▶ _EXERCISE 1_
Answer these from the festival review:
(a) Which group is credited with the Nakgol Project?
(b) In what years was the Nakgol neighborhood redeveloped into apartment blocks?
(c) Whose black and white photographs show Seoul in the early 80's?
▶ _EXERCISE 2_
List every individual photographer named in the festival review.
▶ _EXERCISE 3_
Copy the festival review starting with "Nakgol Project is" and going on through "quite an achievement.", renaming "place" as "neighborhood" wherever it occurs.

▶ _SOURCE EXCERPT_
Among the standouts in the 2012 show: Dueg Young Lee’s satellite composites (or aerial photographs?) of Seoul street grids; Se Kown Ahn’s photographs of the excavation of Cheonggyecheon; Ki Chan Kim’s black and white photographs of Seoul in the early 80’s full of fun and energy; and Han Chungshik’s documentary photographs from the 70’s. The Dream Flower Factory and Union of Workers for Producing Non Waste community projects were also wonderful. (I’m a year late in noting all of this as now even the 2013 Seoul Photo Festival has concluded…)

There was one standout, in particular, for me: the Nakgol Project by the Architectural Photographers of Korea. This was an unassuming, slim, softbound book of rough halftones. The book was presented in the show as a book: one could flip through the book itself, mounted to a shelf, or follow the book’s spreads mounted on the wall. The book’s dense, tightly composed photographs depict Nakgol, an area of unlicensed shacks in an isolated hilly Seoul neighborhood, as it existed in 2001. The photographs are like an extension of Yong Kim’s photos from the 60’s (not his advertising work) or Han Chungshik’s photos from the 70’s, both of which were earlier in the exhibition.

The photographs in the catalog are dated 2001-2002, though the book appeared to have been published in 2001. Between 2002 and 2006, the neighborhood (which one might also have described as a “squatter settlement”) was redeveloped into a series of apartment blocks. Having witnessed the extreme rate of change in Seoul, this book reads both like a document meant to save the memory of the place and as one meant to hasten the process of redevelopment. The book preserves the place while simultaneously presaging its doom or rebirth depending on one’s particular vantage point.

One might consider this book in relation to Se Kown Ahn’s photographs of Cheonsgyecheon’s “re-development.” The Nakgol Project depicts an “old” Seoul about to be replaced with a modern Seoul, which in this case means a developed Seoul. In Ahn’s photographs, the process is reversed: the concrete and rebar of previous decades’ development are being removed to renew an ancient public waterway. Modern in this case is what once was. I ought to note that the comparison isn’t perfect as Cheongsyecheon is very much a modern space designed and utilized with contemporary values; but, its essence and origin is ancient.

Nakgol Project is the 2012 Seoul Photo Festival’s theme in compact form. It presents multiple ways of seeing a place. We can read into it the memory of a place that once was; a living space engaged by its inhabitants; or, an opportunity to advance the city forward. It is quite an achievement.

Nakgol Project
Architectural Photographers of Korea
2001 or 2002

(I have no other information; no link to the book, no link to the APoK… if anyone knows where I can find a copy of this publication or a link to the creators, I would very much appreciate either.)

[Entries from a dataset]

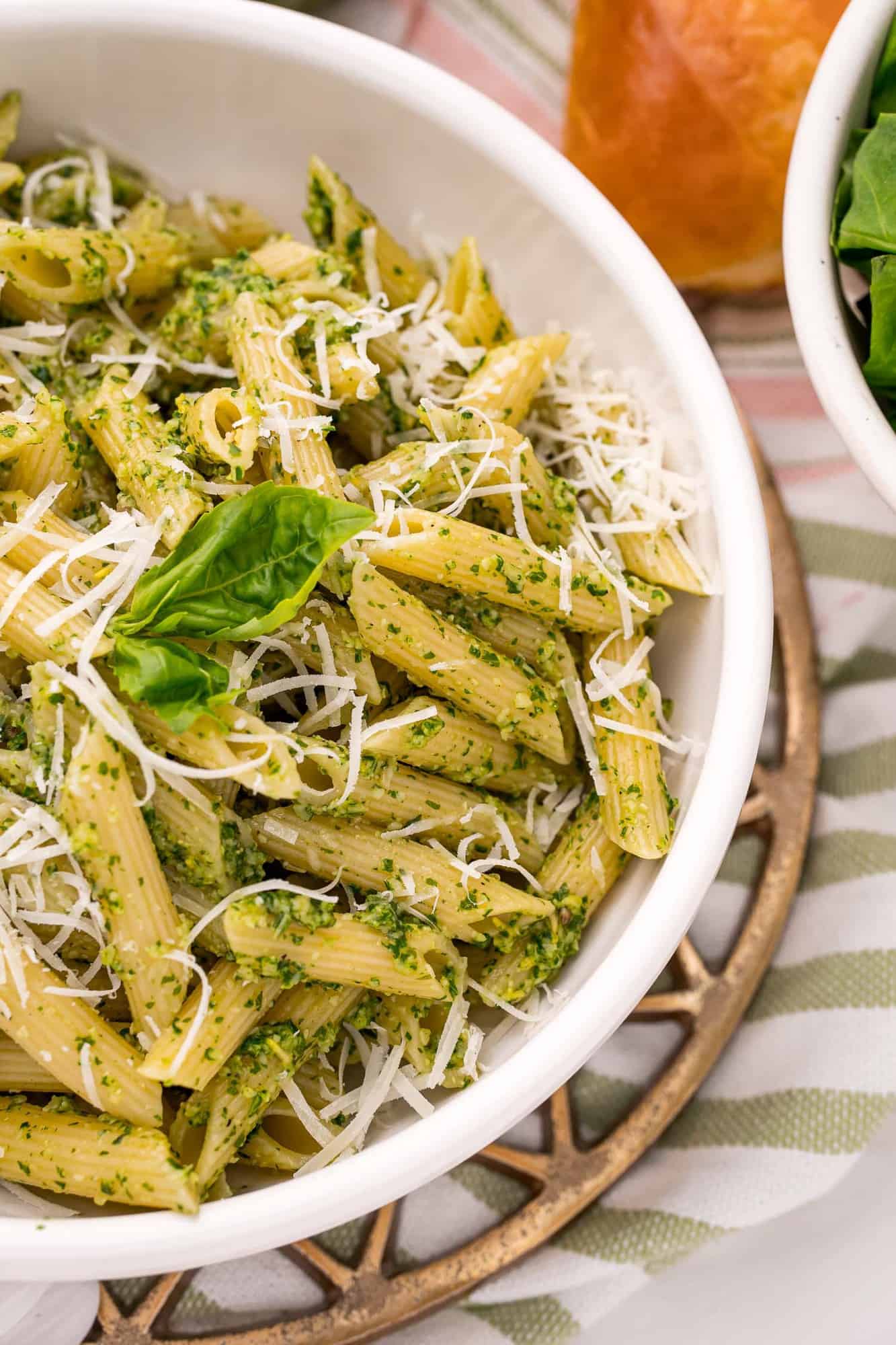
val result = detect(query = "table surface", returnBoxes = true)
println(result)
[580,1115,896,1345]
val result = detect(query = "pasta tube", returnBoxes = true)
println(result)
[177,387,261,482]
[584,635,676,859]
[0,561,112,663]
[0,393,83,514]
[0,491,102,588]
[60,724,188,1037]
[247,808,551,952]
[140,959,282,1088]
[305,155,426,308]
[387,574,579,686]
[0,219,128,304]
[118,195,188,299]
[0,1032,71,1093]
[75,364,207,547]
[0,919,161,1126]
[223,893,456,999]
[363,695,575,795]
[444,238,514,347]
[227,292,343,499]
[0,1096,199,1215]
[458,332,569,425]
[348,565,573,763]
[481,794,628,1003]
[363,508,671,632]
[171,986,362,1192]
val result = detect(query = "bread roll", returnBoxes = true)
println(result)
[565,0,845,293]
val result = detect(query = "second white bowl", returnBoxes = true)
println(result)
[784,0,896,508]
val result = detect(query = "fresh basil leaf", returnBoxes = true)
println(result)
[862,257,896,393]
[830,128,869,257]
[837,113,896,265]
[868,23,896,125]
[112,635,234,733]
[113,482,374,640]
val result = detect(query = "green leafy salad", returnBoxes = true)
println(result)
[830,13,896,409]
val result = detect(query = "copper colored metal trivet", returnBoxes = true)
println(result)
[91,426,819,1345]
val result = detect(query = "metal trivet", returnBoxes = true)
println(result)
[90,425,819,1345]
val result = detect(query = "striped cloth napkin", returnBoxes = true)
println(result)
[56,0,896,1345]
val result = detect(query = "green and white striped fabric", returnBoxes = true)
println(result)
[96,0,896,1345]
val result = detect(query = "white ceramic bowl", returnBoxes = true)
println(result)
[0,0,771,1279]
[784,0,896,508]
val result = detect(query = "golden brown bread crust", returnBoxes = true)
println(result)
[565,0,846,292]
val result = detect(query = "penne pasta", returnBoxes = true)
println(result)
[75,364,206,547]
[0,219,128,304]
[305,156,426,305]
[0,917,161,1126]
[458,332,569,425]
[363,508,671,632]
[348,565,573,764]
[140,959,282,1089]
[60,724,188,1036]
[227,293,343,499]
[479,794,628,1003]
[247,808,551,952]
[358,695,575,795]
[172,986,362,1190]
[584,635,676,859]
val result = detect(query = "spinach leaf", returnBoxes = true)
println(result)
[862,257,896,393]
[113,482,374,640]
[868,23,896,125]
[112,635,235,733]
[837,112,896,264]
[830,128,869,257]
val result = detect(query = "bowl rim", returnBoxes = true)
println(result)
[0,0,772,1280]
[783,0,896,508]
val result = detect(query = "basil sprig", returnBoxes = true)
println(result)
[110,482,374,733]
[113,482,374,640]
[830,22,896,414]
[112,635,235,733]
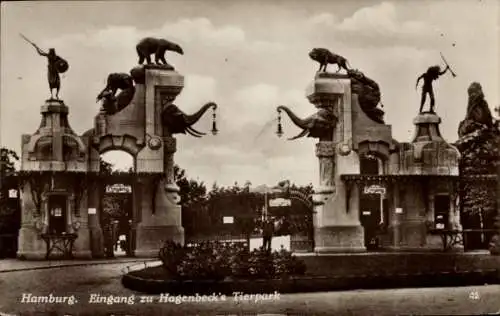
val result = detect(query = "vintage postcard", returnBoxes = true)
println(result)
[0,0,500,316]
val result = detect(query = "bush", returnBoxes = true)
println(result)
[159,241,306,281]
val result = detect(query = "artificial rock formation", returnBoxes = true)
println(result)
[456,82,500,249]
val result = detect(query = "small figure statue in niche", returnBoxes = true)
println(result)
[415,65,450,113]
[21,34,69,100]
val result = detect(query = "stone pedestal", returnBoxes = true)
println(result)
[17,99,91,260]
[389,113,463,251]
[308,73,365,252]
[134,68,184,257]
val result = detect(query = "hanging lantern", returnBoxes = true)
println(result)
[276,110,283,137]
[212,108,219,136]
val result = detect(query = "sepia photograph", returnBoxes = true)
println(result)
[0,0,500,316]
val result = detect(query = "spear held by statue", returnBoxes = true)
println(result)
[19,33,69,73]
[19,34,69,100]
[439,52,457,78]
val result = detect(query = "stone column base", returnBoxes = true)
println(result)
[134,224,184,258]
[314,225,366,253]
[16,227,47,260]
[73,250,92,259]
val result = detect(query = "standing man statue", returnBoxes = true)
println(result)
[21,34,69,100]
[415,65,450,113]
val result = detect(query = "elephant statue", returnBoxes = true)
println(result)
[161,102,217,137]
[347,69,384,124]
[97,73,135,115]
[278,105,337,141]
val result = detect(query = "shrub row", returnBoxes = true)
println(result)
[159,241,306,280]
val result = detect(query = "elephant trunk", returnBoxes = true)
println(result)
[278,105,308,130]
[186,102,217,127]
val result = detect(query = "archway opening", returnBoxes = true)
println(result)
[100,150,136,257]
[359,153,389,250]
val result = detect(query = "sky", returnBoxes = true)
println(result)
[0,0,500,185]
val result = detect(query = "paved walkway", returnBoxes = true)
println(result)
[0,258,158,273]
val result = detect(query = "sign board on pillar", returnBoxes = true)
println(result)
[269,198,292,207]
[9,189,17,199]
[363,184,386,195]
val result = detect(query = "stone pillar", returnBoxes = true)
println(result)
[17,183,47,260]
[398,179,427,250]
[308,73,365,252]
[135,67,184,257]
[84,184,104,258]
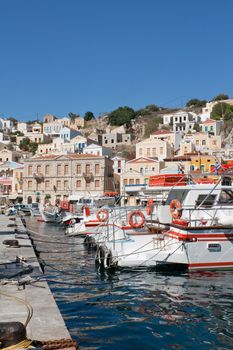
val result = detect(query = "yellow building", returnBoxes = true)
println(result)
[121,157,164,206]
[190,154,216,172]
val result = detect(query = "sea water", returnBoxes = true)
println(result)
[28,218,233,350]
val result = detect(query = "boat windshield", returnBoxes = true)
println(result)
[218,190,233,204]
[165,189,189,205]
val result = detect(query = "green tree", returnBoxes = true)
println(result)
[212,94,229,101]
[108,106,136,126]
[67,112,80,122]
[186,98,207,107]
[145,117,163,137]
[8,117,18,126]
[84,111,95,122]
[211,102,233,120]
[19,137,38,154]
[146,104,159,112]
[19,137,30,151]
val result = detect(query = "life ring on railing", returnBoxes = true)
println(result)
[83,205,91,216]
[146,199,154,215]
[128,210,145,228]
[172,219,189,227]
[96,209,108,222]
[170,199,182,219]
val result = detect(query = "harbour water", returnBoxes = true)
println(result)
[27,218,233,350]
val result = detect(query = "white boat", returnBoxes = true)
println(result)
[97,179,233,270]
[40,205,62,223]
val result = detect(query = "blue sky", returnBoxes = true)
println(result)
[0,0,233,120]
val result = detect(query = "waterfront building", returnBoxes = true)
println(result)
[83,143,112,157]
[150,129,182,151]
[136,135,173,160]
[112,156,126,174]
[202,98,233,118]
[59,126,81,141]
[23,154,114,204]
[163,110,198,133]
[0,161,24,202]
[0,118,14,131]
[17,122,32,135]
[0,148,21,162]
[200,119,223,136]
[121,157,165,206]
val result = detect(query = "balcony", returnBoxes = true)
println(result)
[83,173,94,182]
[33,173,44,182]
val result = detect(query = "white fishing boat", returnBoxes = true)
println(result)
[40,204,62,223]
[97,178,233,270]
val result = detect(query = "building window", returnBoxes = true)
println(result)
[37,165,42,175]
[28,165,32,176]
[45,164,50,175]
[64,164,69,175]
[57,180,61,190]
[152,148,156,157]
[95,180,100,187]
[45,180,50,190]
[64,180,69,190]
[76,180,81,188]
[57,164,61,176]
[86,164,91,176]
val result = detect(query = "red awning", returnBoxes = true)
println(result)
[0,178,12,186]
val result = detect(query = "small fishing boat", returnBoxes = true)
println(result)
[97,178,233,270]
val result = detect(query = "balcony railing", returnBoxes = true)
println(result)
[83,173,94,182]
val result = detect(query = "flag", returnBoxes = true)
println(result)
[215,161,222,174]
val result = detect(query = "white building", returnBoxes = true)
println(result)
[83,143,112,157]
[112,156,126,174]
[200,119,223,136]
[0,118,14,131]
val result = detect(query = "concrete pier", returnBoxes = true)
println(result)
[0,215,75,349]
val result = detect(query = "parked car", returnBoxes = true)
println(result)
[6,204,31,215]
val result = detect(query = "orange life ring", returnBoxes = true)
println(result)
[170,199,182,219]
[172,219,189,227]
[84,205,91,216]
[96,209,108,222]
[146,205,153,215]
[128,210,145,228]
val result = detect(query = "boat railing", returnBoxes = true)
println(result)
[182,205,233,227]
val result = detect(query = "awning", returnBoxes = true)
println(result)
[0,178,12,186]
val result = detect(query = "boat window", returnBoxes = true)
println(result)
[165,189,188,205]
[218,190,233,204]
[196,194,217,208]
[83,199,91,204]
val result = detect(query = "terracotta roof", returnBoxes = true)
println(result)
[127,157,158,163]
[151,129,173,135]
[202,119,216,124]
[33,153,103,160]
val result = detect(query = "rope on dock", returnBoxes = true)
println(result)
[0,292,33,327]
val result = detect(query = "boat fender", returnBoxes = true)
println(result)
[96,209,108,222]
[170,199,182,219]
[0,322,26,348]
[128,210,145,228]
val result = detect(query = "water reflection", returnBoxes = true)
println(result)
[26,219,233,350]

▶ _EXERCISE ANSWER 1_
(a) The Architectural Photographers of Korea
(b) Between 2002 and 2006
(c) Ki Chan Kim's

▶ _EXERCISE ANSWER 2_
Dueg Young Lee, Se Kown Ahn, Ki Chan Kim, Han Chungshik, Yong Kim

▶ _EXERCISE ANSWER 3_
Nakgol Project is the 2012 Seoul Photo Festival’s theme in compact form. It presents multiple ways of seeing a neighborhood. We can read into it the memory of a neighborhood that once was; a living space engaged by its inhabitants; or, an opportunity to advance the city forward. It is quite an achievement.